| WHAT THE EXERCISE ASKS |
Swap every "instance" in the records below for "occurrence" and leave everything else unchanged.

| WORKING DATA |
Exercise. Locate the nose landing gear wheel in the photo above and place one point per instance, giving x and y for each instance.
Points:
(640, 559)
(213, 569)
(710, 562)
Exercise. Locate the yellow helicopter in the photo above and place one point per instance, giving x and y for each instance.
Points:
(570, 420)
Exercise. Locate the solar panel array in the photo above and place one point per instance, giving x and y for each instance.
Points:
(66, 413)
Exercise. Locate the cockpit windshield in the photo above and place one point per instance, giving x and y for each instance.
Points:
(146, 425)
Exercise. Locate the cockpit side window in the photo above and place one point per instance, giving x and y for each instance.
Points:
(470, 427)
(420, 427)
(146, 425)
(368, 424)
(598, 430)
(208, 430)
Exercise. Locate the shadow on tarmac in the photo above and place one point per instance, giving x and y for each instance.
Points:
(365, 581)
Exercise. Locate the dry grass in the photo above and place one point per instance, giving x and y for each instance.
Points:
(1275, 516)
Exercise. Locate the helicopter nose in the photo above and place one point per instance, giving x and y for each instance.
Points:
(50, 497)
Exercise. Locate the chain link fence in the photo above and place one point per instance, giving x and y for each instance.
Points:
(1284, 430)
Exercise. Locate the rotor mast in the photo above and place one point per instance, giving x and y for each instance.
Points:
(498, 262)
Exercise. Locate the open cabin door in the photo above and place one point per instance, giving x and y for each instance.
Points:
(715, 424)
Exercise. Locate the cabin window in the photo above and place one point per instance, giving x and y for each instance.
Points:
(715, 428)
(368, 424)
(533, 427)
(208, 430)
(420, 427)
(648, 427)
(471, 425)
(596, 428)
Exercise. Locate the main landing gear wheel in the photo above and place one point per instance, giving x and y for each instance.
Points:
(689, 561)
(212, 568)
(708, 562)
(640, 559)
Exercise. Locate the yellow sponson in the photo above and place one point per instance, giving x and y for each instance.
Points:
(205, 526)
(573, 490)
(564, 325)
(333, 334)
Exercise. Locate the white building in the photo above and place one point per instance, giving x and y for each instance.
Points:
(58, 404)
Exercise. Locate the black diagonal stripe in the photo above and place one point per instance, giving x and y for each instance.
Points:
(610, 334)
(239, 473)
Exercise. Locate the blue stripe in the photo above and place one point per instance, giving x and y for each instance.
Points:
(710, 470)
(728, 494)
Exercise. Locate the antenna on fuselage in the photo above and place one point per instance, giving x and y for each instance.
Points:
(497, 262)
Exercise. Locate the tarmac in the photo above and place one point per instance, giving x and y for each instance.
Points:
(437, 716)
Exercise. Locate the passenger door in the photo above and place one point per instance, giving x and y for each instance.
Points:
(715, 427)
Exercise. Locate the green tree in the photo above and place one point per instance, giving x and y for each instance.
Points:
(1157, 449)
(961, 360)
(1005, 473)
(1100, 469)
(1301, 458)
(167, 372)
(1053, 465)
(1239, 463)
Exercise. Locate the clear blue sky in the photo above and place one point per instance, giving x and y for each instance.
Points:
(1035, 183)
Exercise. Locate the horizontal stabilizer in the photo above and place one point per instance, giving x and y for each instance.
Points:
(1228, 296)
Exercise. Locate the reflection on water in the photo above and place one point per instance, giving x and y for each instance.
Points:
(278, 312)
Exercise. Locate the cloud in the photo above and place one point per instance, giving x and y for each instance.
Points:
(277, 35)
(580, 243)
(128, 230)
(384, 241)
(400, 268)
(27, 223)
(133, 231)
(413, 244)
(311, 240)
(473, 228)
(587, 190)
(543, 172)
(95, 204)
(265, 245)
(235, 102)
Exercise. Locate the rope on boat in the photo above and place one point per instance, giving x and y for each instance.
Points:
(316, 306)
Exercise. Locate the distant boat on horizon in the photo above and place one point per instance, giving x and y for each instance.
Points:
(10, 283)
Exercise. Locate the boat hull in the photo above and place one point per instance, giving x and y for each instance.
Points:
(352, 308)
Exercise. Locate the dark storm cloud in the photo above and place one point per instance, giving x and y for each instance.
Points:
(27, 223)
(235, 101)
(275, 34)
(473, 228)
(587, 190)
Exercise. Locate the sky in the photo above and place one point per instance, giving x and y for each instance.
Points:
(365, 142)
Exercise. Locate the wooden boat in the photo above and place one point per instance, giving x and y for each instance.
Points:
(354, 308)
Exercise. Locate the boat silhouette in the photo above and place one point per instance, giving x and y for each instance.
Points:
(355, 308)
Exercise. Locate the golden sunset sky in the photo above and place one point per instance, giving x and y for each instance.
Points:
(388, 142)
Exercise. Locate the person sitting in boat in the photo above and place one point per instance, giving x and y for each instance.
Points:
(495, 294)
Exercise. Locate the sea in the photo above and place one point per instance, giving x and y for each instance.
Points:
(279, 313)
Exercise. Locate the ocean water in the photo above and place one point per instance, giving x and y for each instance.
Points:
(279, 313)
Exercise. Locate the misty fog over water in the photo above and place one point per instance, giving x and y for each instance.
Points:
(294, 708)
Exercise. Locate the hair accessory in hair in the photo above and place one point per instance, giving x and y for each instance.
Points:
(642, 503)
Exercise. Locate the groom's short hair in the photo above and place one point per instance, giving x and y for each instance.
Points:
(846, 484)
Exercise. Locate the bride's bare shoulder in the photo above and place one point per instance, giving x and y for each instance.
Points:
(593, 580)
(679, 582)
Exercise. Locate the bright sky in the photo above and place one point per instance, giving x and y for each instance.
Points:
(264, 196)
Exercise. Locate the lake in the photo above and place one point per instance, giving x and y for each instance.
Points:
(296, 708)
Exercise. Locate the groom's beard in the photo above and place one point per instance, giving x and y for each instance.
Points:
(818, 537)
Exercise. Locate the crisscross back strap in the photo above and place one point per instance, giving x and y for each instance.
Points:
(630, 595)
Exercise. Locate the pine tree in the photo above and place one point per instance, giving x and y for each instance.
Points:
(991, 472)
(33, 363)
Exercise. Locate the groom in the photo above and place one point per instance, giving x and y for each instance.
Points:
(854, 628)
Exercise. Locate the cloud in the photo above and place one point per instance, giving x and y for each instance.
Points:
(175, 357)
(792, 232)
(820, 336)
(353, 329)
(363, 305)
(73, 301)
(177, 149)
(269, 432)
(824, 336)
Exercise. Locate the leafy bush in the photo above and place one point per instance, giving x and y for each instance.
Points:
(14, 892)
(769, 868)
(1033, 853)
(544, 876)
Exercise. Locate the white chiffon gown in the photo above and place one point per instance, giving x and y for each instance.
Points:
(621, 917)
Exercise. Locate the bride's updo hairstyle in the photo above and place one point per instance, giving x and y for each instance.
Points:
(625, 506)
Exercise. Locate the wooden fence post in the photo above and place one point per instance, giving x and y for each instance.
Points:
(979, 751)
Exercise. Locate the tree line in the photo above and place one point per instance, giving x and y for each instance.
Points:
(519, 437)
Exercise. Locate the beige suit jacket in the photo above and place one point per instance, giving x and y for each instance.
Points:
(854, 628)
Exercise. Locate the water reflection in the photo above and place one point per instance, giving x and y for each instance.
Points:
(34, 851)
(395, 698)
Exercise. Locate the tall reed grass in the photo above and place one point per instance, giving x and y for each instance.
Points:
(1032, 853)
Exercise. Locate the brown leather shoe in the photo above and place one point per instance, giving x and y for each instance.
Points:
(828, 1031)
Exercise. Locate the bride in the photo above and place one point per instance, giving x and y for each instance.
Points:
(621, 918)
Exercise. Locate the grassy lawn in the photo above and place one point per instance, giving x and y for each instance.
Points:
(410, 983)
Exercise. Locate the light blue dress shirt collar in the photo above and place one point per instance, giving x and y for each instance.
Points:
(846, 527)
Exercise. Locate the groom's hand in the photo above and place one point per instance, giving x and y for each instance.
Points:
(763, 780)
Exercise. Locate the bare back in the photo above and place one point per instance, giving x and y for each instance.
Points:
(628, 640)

| TASK RESPONSE |
Exercise. Locate the nose landing gear wheel in the photo above and place one point per occurrence, giving x and y for each occurrence.
Points:
(640, 559)
(213, 569)
(710, 562)
Exercise. Locate the yellow helicopter in the photo above and place one point per occurrence, giving x and y for each occurrence.
Points:
(570, 420)
Exercise. Locate the solar panel array in the photo above and place one point per occurrence, giving x and y for each occurrence.
Points:
(66, 413)
Exercise. Locate the cockpit windshield in the photo above and place one point per occurrence, giving x and y for each occurrence.
Points:
(146, 425)
Exercise. Locate the cockpit side window in the photo above and place one point per occurrence, giving x and y for each occurrence.
Points:
(470, 427)
(420, 427)
(146, 425)
(368, 424)
(598, 430)
(208, 430)
Exercise. Locate the shadow on tarmac in the photo above and place one point per occurrence, giving x and y for each occurrence.
Points:
(365, 581)
Exercise. Locate the dry grass in the photo above and place one point per occurrence, giving x and y for each occurrence.
Points:
(1275, 516)
Exercise. Locate the helicopter nose in the photo above and place one point per occurrence, giving x and y for each occurrence.
Points:
(50, 497)
Exercise. Locate the chain link fence in the photo above and place one point per occurrence, giving x and y for each occurrence.
Points:
(1284, 430)
Exercise. Locate the rotor mast in the photo above and place one point per occurrence, giving x and y for each occurrence.
Points:
(498, 262)
Exercise. Locate the open cabin door in the photo above and place one point per occurrence, giving x and y for each occurrence.
Points:
(715, 424)
Exercise. Locate the cabin window in the photo above and place one point per occurrence, giving x and y for each occurrence.
Points:
(715, 428)
(368, 424)
(533, 427)
(208, 430)
(420, 427)
(648, 427)
(471, 425)
(596, 428)
Exercise. Locate the main landing gear wheel in the photo above and place one point per occurrence, giving x and y for each occurrence.
Points:
(689, 561)
(212, 568)
(708, 562)
(640, 559)
Exercise. Locate the yellow sponson in the photo above and place one point per occurrence, giving x and y for each occurrence.
Points:
(205, 526)
(573, 490)
(564, 325)
(333, 334)
Exercise. Locate the white building in the photo above and place one point per occurrence, giving x and y for each occurrence.
Points:
(58, 404)
Exercise. Locate the black diagonal stripe in the photo above and place one point per occurrence, giving x and y for each occurrence.
Points:
(610, 334)
(239, 473)
Exercise. Locate the blue stripe in the photo above and place one point per occurrence, giving x and y for each occurrence.
Points:
(710, 470)
(728, 494)
Exercise. Locate the antenna on fuselage in the photo above and place one point per occurrence, giving x and y for each occurrence.
Points:
(497, 262)
Exercise. Locate the tarmac in the photo above and place one point per occurrence, giving x and y for each occurrence.
Points:
(437, 716)
Exercise. Locate the passenger door in the photo above and place one point per occurrence, giving x and y for each occurrence.
Points:
(715, 427)
Exercise. Locate the green tree in the photo above and place one point per occurrence, giving x and y for each occurrence.
Points:
(1157, 449)
(961, 360)
(1005, 473)
(1100, 469)
(1301, 458)
(167, 372)
(1053, 465)
(1239, 463)
Exercise. Locate the clear blue sky in the photo above and place one point per occurrence, giving x and y for each occurrence.
Points:
(1035, 183)
Exercise. Locate the horizontal stabilizer in the photo above and place one point per occurrence, giving x and y for each occurrence.
Points:
(1228, 296)
Exercise. Locate the reflection on water in the photo above and place one point per occurrence, giving x and y for each occurrence.
Points:
(278, 312)
Exercise. Locate the cloud in the photo above and place one point per occurrence, giving x and y for each occurrence.
Points:
(277, 35)
(580, 243)
(128, 230)
(384, 241)
(400, 268)
(27, 223)
(133, 231)
(413, 244)
(311, 240)
(473, 228)
(587, 190)
(543, 172)
(95, 204)
(265, 245)
(235, 102)
Exercise. Locate the rope on boat in the photo above and place one point per occurrence, giving x and y for each occurrence.
Points:
(316, 306)
Exercise. Locate the distant boat on horizon in the photo above and place one point per occurrence, giving x and y for each occurrence.
Points:
(10, 283)
Exercise. Locate the boat hull in the photo above and place one point per occurrence, giving x and y for each occurrence.
Points:
(352, 308)
Exercise. Locate the dark storm cloud in the photo above and place one point per occurrence, giving x and y for each occurrence.
Points:
(27, 223)
(235, 101)
(275, 34)
(473, 228)
(587, 190)
Exercise. Locate the sky in the photo above and place one point per occurrence, giving x and y for each occurrence.
Points:
(365, 142)
Exercise. Locate the wooden boat in the photo above and place one point per occurrence, giving x and y for each occurrence.
Points:
(354, 308)
Exercise. Locate the boat silhouette in the photo above and place one point per occurrence, giving x and y for each occurrence.
Points:
(355, 308)
Exercise. Locate the golden sunset sky in the photo above and place one point per occurrence, giving x and y for each occurrence.
Points:
(388, 142)
Exercise. Locate the person sitting in boat in the photo above and place one point per occurrence, giving x and y for each occurrence.
Points:
(495, 294)
Exercise. Locate the sea in the photo above and place one point per occurrence, giving x and y for each occurrence.
Points:
(279, 313)
Exercise. Locate the ocean water in the photo above and place one point per occurrence, giving x and y for each occurrence.
Points:
(279, 313)
Exercise. Locate the misty fog over water in the photo above and place one point per occurrence, giving x and y for each occurrence.
Points:
(294, 708)
Exercise. Locate the hair accessory in hair in the photo above and place one point per occurrence, giving x and y for each occurrence.
Points:
(642, 503)
Exercise. Locate the groom's short hair in the photo above and place one point per occurrence, giving x and y for each occurrence.
Points:
(846, 484)
Exercise. Locate the bride's bare shoulder in the photo above and place one point per occurrence, giving x and y for each occurrence.
Points:
(593, 580)
(679, 582)
Exercise. Locate the bright sky in the photo above and place one point per occurrence, giving x and y for each occurrence.
Points:
(264, 196)
Exercise. Locate the lake in the photo above and place one point per occurrence, giving x and y for each occurrence.
Points:
(296, 708)
Exercise. Locate the groom's beard in the photo above and place one point per occurrence, giving x and y for each occurrence.
Points:
(818, 537)
Exercise. Locate the crisscross back strap in the photo above and place one point per occurrence, giving x and y for each occurrence.
Points:
(630, 595)
Exercise. Locate the pine tree in the photo above and place one point per occurrence, giving x and y for each occurrence.
Points:
(991, 472)
(33, 363)
Exercise. Locate the groom in the photo above and place one point per occurrence, giving x and y for each occurrence.
Points:
(854, 628)
Exercise. Locate the cloud in the photo above and place one point per occurrence, giving x and y for each occurrence.
Points:
(175, 357)
(792, 232)
(820, 336)
(353, 329)
(363, 305)
(73, 301)
(177, 149)
(269, 432)
(824, 336)
Exercise. Locate the leafy bush in the photo above and place one point per occurrence, giving x and y for each occurrence.
Points:
(14, 892)
(769, 868)
(1033, 853)
(544, 876)
Exercise. Locate the white chiffon gown in the photo above and place one point per occurrence, giving x and y for each occurrence.
Points:
(621, 917)
Exercise. Locate the bride's updo hairstyle in the photo above and place one point per occurrence, giving x and y for each occurrence.
Points:
(625, 506)
Exercise. Locate the wooden fence post in the photo above and place one point per occurrence, giving x and y for each occurrence.
Points:
(979, 751)
Exercise. Locate the tree line in the photo above and place one point per occurrence, giving x and y for each occurrence.
Points:
(519, 437)
Exercise. Locate the beige suit jacket in the photo above and place one point per occurrence, giving x and y for each occurrence.
Points:
(854, 628)
Exercise. Locate the water reflection in the photo above and place one point per occurrence, giving x and y for each occurrence.
Points:
(34, 851)
(395, 698)
Exercise. Locate the tall reed grass in the photo above and place one point per occurrence, giving x and y for each occurrence.
Points:
(1032, 853)
Exercise. Locate the brown leather shoe in the photo above and place one point per occurrence, giving x and y for each occurrence.
Points:
(828, 1031)
Exercise. Locate the bride in the photo above and place one point per occurrence, giving x and y for each occurrence.
Points:
(621, 918)
Exercise. Locate the grassy lawn in the photo above and place one point per occurrence, giving x and y for each occurrence.
Points:
(410, 983)
Exercise. Locate the light blue dress shirt collar in the photo above and place one point per occurrence, giving x and y for each occurrence.
Points:
(846, 527)
Exercise. Locate the groom's hand in the photo above and place one point per occurrence, giving x and y for each occurrence.
Points:
(763, 780)
Exercise. Locate the bare back in the photo above and place one point per occurrence, giving x and y for each occurrence.
Points:
(628, 640)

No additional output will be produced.